■ Task statement
In the copy, include every entry exactly but none of the pictures.

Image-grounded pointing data
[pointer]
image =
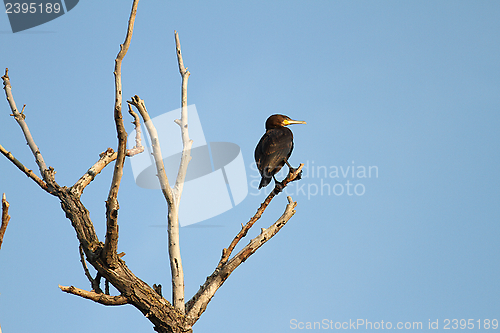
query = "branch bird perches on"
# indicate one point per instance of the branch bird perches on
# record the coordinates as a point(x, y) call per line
point(175, 317)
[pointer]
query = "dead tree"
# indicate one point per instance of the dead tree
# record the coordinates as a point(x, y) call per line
point(176, 316)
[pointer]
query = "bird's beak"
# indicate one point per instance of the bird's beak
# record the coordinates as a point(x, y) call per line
point(287, 122)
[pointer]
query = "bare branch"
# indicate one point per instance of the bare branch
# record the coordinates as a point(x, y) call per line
point(173, 220)
point(5, 218)
point(197, 305)
point(293, 175)
point(155, 142)
point(111, 242)
point(107, 157)
point(24, 169)
point(94, 283)
point(20, 120)
point(138, 148)
point(99, 298)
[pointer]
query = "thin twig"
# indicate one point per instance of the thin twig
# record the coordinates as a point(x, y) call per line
point(107, 157)
point(5, 218)
point(94, 283)
point(111, 242)
point(198, 303)
point(20, 120)
point(155, 143)
point(244, 229)
point(138, 148)
point(99, 298)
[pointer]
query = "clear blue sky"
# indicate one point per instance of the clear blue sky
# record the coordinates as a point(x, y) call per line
point(410, 87)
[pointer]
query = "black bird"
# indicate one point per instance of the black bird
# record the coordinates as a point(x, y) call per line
point(275, 147)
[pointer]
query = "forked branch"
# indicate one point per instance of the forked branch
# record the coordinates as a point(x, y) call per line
point(96, 297)
point(20, 116)
point(5, 218)
point(292, 175)
point(111, 242)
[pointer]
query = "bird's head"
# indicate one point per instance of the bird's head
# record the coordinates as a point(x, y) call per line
point(279, 120)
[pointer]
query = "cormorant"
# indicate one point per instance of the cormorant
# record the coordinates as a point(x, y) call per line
point(275, 147)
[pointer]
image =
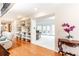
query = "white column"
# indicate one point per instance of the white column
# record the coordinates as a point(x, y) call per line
point(33, 30)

■ Answer to this problem
[pointer]
image =
query = "branch bird perches on"
# indicate one point per instance of the branch bird perches on
# record the coordinates as a point(x, y) call per line
point(175, 317)
[pointer]
query = "dead tree"
# indicate one point per instance of the dead tree
# record the coordinates as a point(x, y) call per line
point(176, 316)
[pointer]
query = "bird's beak"
# indicate one point per instance of the bird's beak
# record the coordinates as a point(x, y) call per line
point(287, 122)
[pointer]
query = "bare branch"
# indicate one point per instance of the bare branch
# record the coordinates as a point(x, y) call per line
point(173, 220)
point(5, 218)
point(197, 305)
point(293, 175)
point(155, 142)
point(111, 242)
point(107, 157)
point(24, 169)
point(94, 283)
point(20, 120)
point(138, 148)
point(99, 298)
[pointer]
query = "thin twig"
# indicate one point per instance of the thin twig
# record the coordinates as a point(x, y) call per line
point(107, 157)
point(5, 218)
point(94, 283)
point(111, 242)
point(198, 303)
point(20, 120)
point(155, 143)
point(244, 229)
point(138, 148)
point(99, 298)
[pointer]
query = "clear blue sky"
# indicate one point per instance of the clear blue sky
# record the coordinates as a point(x, y) call per line
point(410, 87)
[pointer]
query = "black bird"
# indicate one point per instance of the black bird
# record the coordinates as a point(x, y) call per line
point(275, 147)
[pointer]
query = "forked branch"
# indicate one point per instance of the forked branch
# record the coordinates as a point(x, y) call per line
point(96, 297)
point(20, 116)
point(5, 218)
point(292, 175)
point(111, 242)
[pointer]
query = "bird's head"
# indicate one point per instance of the bird's head
# record the coordinates as a point(x, y) call per line
point(279, 120)
[pointer]
query = "cormorant"
# indicate one point per instance of the cormorant
# record the coordinates as a point(x, y) call per line
point(275, 147)
[pointer]
image =
query = "white column"
# indicate one point per instance of the white column
# record the coordinates as a point(x, y) call per line
point(33, 30)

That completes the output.